TASK OBJECTIVE. A single number is wanted: how many lines of the data include the string "house".

═════ RECORDS FOR THIS TASK

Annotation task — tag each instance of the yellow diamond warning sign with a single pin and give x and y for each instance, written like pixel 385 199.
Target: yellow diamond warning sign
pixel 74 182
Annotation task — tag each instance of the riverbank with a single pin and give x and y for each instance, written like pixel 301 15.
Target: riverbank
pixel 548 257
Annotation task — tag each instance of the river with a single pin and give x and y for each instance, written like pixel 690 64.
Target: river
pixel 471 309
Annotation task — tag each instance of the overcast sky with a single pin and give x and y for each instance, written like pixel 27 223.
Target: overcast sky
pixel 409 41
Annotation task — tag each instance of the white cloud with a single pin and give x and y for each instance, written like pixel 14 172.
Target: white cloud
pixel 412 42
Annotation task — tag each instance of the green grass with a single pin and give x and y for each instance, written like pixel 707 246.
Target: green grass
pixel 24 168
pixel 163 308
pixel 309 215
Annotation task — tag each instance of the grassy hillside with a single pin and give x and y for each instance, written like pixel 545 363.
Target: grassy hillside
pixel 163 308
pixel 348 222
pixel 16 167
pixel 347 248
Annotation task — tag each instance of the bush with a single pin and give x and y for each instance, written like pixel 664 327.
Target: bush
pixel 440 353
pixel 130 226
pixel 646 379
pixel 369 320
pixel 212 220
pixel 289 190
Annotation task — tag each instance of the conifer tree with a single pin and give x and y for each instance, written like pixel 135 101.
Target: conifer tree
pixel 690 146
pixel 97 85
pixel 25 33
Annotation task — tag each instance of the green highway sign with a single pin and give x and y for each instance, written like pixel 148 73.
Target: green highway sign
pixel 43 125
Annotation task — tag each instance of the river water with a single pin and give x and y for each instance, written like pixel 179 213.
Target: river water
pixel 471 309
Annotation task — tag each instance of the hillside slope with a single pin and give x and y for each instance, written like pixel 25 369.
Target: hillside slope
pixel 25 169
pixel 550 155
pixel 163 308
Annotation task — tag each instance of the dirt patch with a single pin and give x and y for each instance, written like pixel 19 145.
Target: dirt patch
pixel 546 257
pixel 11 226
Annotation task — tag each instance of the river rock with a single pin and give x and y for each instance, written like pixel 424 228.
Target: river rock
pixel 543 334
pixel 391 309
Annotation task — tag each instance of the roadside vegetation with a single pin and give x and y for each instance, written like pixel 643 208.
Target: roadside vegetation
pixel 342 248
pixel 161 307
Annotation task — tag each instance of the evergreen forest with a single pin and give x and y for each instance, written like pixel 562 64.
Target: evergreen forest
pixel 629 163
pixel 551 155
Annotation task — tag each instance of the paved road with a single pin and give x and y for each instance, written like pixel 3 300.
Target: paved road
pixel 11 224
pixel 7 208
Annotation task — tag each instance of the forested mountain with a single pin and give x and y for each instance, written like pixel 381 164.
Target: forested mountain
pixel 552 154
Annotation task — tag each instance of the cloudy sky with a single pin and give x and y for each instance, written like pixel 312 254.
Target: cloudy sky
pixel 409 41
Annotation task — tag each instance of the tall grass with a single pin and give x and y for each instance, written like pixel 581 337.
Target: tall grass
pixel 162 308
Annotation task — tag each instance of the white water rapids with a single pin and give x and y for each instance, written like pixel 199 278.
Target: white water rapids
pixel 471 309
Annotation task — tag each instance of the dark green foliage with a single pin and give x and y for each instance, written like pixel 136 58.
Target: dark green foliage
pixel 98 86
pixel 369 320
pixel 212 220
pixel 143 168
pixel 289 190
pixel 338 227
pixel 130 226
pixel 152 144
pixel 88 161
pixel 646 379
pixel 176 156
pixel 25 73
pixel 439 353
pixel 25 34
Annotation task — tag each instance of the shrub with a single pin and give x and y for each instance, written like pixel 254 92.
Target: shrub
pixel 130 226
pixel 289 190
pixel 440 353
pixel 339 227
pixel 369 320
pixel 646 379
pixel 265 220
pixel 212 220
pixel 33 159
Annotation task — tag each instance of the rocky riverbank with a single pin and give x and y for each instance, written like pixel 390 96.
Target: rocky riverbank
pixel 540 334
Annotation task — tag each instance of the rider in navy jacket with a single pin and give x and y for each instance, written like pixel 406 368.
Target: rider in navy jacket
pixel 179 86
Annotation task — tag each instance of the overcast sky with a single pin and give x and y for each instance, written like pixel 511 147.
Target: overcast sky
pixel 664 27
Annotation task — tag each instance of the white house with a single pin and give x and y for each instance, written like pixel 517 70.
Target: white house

══════════

ANSWER SECTION. 2